**Dataset extract**.
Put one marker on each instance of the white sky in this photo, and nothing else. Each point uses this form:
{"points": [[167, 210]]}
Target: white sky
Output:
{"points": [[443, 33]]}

**Problem to work on**. Rewrite the lines above as a Markdown table with two columns, "Row" and "Line". Number each line and skip any blank lines.

**Answer to the task**.
| Row | Line |
|---|---|
| 1 | Put one marker on each instance of the white sky in this photo, and nothing else. Each point uses this form: |
| 2 | {"points": [[167, 210]]} |
| 3 | Target: white sky |
| 4 | Output: |
| 5 | {"points": [[443, 33]]} |